■ Pagina
━━━━━━━━━━━━━━━━━━━━━━━━━━━━━━

Toelichting Concert Moskou Rachmaninoff Trio 10-09-2013

10 september 2013

Programma Toelichting
Als componist zag Sergei Rachmaninoff zichzelf niet als nationalist, maar wel als voortzetter van de Russische muziektraditie die voor hem door Mikhail Glinka gevestigd was en na hem door Dmitri Shostakovich werd doorgegeven aan componisten die vandaag nog actief zijn.

De muziek die u vanavond kunt beluisteren vertelt over persoonlijke tragedies, maar getuigt tegelijkertijd ook van dit overstijgend gezamenlijk streven.

De evolutie die Tsaar Peter de Grote in de 17e eeuw met de import van West-Europese cultuur had gebracht was groot, maar beperkte zich tot de steden en de elite. Zo werd een diepe kloof geslagen met het platteland, waar, tot profijt van de adel, de middeleeuwse samenleving voortleefde. Hoe groot de tegenstellingen waren bleek toen de tsaren als kerkvorsten ook de Russisch-orthodoxe kerkzang naar de Westerse esthetiek wilden hervormen. Er ontstond een kerkscheuring. Niettemin zette men met harde hand door.

━━━━━━━━━━━━━━━━━━━━━━━━━━━━━━

■ Records
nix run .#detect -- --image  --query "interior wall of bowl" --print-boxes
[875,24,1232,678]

━━━━━━━━━━━━━━━━━━━━━━━━━━━━━━

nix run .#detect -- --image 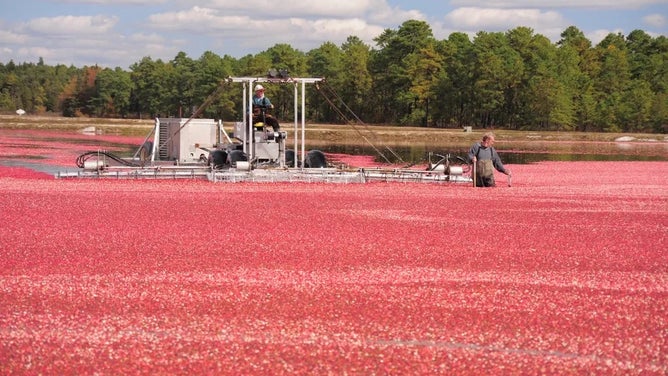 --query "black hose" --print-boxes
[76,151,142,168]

━━━━━━━━━━━━━━━━━━━━━━━━━━━━━━

■ Jouw opdrachten
• 1. Wie vestigde volgens de toelichting vóór Rachmaninoff de Russische muziektraditie?
• 2. Geef uit de toelichting de passage van "10 september 2013" tot en met "nog actief zijn." letterlijk terug.

■ Antwoorden hieronder
• 1. Mikhail Glinka.

• 2.
10 september 2013

Programma Toelichting
Als componist zag Sergei Rachmaninoff zichzelf niet als nationalist, maar wel als voortzetter van de Russische muziektraditie die voor hem door Mikhail Glinka gevestigd was en na hem door Dmitri Shostakovich werd doorgegeven aan componisten die vandaag nog actief zijn.